Which lines run from the one containing "the aircraft tail" to the end of the records? Write them out exactly, both ends included, and nothing else.
################
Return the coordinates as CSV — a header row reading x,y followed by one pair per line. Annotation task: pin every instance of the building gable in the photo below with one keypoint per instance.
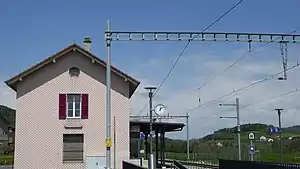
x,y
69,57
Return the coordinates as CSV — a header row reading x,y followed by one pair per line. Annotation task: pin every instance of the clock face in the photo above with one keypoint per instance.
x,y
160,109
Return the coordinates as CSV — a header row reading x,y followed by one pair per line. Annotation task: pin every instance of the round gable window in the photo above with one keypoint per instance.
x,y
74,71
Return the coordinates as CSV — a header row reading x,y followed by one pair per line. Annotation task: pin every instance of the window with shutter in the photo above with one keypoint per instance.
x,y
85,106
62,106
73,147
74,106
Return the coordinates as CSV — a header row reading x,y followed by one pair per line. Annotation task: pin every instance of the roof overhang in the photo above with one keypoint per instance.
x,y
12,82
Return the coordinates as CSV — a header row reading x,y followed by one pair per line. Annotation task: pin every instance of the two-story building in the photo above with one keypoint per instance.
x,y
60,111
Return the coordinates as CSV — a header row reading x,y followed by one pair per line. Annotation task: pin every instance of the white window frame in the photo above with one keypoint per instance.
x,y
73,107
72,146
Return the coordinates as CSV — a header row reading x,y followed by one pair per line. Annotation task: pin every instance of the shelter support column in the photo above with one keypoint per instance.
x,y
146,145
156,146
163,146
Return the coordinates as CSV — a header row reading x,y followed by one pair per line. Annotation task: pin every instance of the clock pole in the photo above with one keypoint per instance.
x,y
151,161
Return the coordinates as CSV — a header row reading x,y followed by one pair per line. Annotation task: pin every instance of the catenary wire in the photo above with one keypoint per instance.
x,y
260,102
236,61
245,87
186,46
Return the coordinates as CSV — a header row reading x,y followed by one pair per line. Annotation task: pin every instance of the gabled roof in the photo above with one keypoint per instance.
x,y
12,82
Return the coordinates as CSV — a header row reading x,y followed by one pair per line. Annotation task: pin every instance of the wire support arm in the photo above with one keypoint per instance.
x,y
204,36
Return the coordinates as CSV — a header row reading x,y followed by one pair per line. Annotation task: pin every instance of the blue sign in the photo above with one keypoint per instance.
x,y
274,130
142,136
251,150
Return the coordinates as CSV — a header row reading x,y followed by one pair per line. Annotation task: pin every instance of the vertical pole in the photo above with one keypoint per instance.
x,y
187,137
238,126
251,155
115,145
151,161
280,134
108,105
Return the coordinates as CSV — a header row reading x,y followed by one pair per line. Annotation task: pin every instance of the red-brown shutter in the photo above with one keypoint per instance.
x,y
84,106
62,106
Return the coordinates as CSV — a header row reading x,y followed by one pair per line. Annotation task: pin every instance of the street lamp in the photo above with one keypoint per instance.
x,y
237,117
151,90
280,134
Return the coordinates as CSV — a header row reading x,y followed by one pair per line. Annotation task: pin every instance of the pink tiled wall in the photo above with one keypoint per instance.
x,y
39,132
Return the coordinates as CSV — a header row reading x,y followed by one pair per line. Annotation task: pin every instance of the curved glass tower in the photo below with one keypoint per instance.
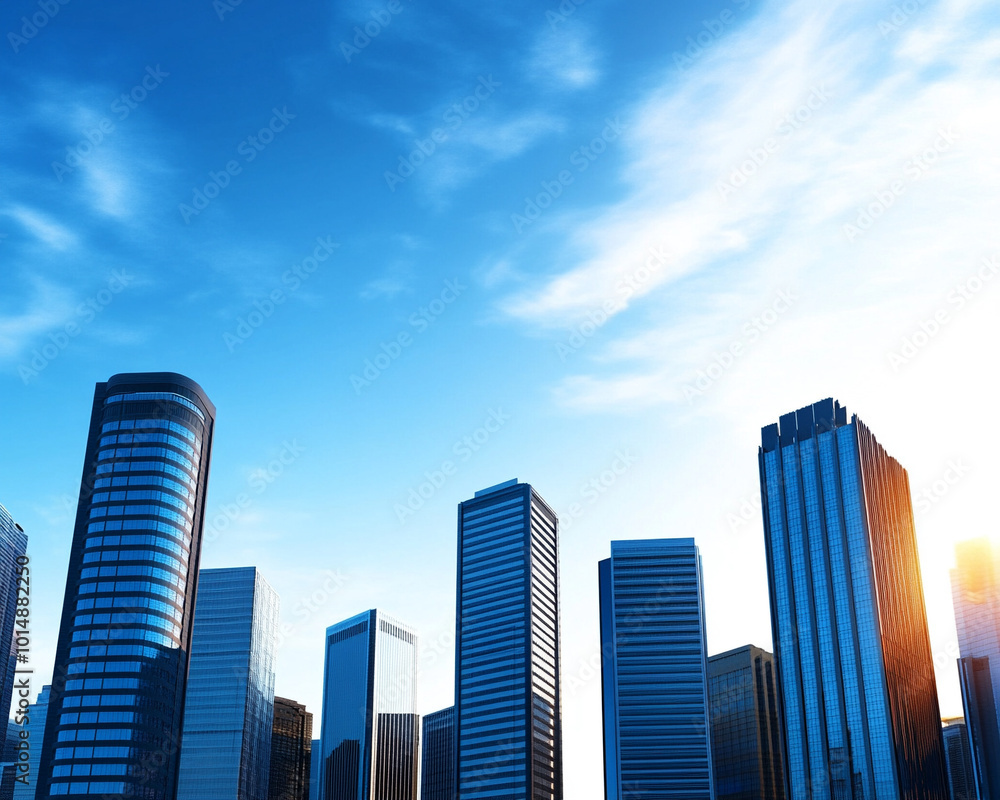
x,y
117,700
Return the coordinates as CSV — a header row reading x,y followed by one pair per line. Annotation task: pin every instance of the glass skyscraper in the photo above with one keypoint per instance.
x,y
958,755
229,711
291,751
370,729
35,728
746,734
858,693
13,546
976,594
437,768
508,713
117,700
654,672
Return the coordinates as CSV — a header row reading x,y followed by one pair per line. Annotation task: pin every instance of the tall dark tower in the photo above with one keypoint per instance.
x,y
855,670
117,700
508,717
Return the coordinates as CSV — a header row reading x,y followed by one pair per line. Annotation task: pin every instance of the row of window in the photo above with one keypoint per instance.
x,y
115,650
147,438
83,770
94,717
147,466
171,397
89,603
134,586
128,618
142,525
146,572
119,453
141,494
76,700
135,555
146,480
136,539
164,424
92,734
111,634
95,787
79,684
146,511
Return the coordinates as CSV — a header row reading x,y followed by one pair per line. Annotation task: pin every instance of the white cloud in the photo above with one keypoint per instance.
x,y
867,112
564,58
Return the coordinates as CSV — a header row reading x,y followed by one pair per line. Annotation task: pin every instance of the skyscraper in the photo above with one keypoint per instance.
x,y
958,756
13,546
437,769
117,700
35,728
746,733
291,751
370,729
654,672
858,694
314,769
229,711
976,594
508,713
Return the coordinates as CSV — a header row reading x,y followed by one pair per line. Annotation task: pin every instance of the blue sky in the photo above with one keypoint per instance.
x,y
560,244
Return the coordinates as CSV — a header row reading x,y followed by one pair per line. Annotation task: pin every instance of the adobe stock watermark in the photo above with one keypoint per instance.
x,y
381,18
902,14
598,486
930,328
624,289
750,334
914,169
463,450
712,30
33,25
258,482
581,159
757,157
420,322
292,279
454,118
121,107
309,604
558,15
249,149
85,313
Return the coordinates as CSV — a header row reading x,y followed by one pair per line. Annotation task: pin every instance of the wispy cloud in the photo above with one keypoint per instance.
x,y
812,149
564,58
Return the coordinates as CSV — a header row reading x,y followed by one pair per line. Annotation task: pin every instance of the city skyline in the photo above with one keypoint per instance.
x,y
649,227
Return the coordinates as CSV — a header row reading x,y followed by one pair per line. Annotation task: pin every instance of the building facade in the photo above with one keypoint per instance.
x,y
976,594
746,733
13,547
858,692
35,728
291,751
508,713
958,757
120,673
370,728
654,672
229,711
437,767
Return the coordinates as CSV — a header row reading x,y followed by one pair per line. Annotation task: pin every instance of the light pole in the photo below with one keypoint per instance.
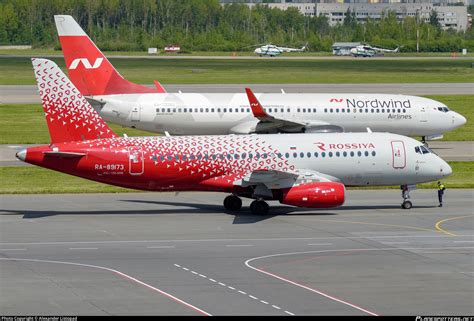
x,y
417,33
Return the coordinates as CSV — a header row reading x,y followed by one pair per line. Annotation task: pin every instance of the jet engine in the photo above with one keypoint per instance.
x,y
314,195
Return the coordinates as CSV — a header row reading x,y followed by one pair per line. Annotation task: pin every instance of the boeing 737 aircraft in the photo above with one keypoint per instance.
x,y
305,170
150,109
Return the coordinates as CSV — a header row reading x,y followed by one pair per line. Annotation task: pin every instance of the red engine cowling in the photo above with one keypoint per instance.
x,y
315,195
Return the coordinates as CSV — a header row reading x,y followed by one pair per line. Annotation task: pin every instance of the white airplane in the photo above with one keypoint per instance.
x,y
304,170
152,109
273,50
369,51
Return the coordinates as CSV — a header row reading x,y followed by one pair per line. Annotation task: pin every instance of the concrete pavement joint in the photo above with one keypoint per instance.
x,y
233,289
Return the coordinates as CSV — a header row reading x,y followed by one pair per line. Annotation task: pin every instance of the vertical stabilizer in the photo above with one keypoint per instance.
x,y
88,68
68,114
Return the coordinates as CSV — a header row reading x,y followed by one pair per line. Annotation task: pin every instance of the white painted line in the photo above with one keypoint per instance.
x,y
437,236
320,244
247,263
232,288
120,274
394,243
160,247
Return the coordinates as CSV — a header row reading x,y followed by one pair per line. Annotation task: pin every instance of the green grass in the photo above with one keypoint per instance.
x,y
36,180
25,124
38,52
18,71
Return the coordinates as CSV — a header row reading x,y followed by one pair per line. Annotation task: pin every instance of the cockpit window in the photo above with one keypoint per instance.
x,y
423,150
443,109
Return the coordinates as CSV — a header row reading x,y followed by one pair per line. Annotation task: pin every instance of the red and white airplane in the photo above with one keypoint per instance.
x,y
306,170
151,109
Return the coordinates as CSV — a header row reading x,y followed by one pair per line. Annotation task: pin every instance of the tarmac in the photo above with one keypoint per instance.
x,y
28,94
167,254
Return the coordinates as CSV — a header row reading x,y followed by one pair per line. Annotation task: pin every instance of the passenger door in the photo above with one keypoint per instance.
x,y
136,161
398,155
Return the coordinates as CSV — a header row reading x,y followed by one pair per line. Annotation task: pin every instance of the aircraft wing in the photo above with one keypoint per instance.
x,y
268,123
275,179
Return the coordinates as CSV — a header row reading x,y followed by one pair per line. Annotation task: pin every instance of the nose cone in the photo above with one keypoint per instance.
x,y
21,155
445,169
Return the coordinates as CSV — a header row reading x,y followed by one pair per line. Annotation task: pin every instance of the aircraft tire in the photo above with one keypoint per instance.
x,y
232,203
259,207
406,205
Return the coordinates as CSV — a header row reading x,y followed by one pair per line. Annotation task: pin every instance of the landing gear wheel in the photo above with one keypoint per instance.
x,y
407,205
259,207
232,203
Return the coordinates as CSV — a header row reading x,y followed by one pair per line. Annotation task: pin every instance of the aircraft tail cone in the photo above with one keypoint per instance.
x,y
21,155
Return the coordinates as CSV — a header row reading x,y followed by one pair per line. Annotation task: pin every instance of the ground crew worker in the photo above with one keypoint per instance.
################
▶ [Solution to the exercise]:
Return the coordinates as CSV — a header row reading x,y followed by one pair per line. Annotation task: pin every instance of the aircraft tail cone in the photo above with one keypoint per instance.
x,y
21,155
Return the coordinates as CSV — a header row reading x,y followed by one pair per line. Annotation task: pin every instance of the ground crew worker in the photo above with one keypoint per instance.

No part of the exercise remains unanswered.